> _WHAT TO PRODUCE_: Your job is to reproduce all of the data exactly.

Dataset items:
================================

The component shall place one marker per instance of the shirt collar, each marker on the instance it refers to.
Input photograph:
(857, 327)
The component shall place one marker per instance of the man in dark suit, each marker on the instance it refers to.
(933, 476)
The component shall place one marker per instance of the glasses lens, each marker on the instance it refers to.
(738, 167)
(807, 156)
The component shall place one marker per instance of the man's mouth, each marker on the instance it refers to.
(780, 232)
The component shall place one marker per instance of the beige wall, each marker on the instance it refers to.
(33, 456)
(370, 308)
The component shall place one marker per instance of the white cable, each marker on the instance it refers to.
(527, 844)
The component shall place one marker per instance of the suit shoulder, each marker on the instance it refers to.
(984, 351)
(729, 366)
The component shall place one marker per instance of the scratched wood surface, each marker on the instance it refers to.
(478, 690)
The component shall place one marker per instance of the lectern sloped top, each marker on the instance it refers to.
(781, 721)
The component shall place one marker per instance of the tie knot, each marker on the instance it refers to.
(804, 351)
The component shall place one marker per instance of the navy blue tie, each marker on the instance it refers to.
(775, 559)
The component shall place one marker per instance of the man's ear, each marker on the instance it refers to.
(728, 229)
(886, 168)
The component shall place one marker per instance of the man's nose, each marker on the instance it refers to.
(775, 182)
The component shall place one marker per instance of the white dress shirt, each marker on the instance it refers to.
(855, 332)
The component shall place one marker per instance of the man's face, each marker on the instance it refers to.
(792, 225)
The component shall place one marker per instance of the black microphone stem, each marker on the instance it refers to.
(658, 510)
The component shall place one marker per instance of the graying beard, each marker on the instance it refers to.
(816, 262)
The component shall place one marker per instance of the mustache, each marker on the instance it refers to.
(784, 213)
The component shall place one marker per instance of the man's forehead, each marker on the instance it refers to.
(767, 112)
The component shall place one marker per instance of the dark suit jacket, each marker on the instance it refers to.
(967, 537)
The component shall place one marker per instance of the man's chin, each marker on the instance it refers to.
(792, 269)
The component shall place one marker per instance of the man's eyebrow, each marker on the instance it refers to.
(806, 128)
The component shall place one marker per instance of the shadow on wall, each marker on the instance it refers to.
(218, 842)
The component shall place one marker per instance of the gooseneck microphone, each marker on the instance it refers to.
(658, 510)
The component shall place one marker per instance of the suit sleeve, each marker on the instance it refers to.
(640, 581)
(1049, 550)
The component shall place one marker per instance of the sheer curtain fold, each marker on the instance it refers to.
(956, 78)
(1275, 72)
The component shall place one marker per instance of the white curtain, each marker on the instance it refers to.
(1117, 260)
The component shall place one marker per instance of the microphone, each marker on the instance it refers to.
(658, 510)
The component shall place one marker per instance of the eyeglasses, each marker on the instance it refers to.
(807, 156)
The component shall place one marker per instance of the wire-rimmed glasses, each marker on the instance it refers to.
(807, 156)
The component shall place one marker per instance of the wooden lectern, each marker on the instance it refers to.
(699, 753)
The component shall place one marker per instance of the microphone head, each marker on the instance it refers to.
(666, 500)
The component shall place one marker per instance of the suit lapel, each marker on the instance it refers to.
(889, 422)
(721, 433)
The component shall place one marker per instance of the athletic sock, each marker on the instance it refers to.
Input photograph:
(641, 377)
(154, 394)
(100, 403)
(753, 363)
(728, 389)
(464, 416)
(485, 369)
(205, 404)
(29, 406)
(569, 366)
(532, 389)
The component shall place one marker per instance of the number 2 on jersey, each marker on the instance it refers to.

================================

> _TASK SOLUTION_:
The component shall place one marker per instance of the shirt collar, each marker on the instance it refers to.
Input photograph:
(857, 327)
The component shall place one marker per instance of the man in dark suit, each marker on the instance it refers to.
(933, 476)
The component shall place one marker per instance of the glasses lens, each marker on the instance it refers to.
(738, 167)
(807, 156)
The component shall place one marker per instance of the man's mouth, each marker on the instance it refers to.
(780, 232)
The component shall place one marker per instance of the beige wall, each marker on the instance it refers to.
(33, 456)
(370, 308)
The component shall place one marker per instance of the white cable, each marker on the instance it refers to.
(527, 844)
The component shall place one marker per instance of the suit shoulder, each marker on the instance it refers to.
(984, 351)
(729, 366)
The component shall place one marker per instance of the scratched wood surface, each marker on the instance it refers to.
(478, 690)
The component shall place one marker per instance of the lectern sloped top, each marker on the instance it refers to.
(781, 721)
The component shall place one marker per instance of the tie knot, each marker on the instance it refers to.
(804, 351)
The component shall place one marker per instance of the navy blue tie, each marker on the instance it refers to.
(775, 559)
The component shall place one marker per instance of the man's ear, each marker on the instance it refers to.
(728, 229)
(886, 168)
The component shall place one marker per instance of the man's nose, each marker on the instance it refers to.
(775, 182)
The component shall place one marker per instance of the white dress shirt, each marker on the instance it refers to.
(855, 332)
The component shall place one marker per instance of the man's face, each marker on the instance it refers to.
(792, 225)
The component shall place one marker per instance of the black microphone stem, each marker on the instance it refers to.
(658, 510)
The component shall place one marker per instance of the graying beard, each marker on the instance it refers to.
(816, 262)
The component shall place one marker per instance of the mustache, each marker on the instance it refers to.
(784, 213)
The component shall place one marker per instance of the man's forehead, each marker on the instance it refers to.
(767, 112)
The component shall place one marker per instance of the dark suit jacket, each marker on the instance it refers to.
(967, 537)
The component shall place one marker per instance of the man's chin, each marker on the instance it refers to.
(792, 269)
The component shall place one marker per instance of the man's eyebrow, each marker on the instance it refers to.
(806, 128)
The component shall place one marker per instance of the shadow on wall, each marker on the instance it refers to.
(218, 842)
The component shall place one marker per instance of the gooseneck microphone, each marker on the instance it refers to.
(658, 510)
The component shall place one marker per instance of the suit sleeve, each marker on the instance it refers to.
(640, 581)
(1049, 550)
The component shall place one marker per instance of the sheer curtain fold, each marker on the instance it refers to.
(956, 78)
(1275, 72)
The component shall place one marker per instance of the white curtain, each marker on the instance it refers to.
(1117, 260)
The component shall place one marker per instance of the microphone, each marker on the instance it refers to.
(658, 510)
The component shall place one marker per instance of the eyeglasses, each marker on the instance it refers to.
(807, 156)
The component shall place one marker per instance of the wire-rimmed glasses, each marker on the instance it refers to.
(807, 156)
The component shall place one marker per instance of the wooden lectern, each marker on the instance it refers to.
(699, 753)
The component shall place one marker per instance of the microphone head, each marker on the instance it refers to.
(666, 500)
The component shall place one marker per instance of the suit lapel, each marker on the instance it refers to.
(889, 422)
(721, 433)
The component shall place one marker per instance of the athletic sock, each marker on the instance it refers to.
Input photograph:
(641, 377)
(154, 394)
(100, 403)
(753, 363)
(728, 389)
(464, 416)
(485, 369)
(205, 404)
(29, 406)
(569, 366)
(532, 389)
The component shall place one marker per instance of the number 2 on jersey, each marker on the instance it refers to.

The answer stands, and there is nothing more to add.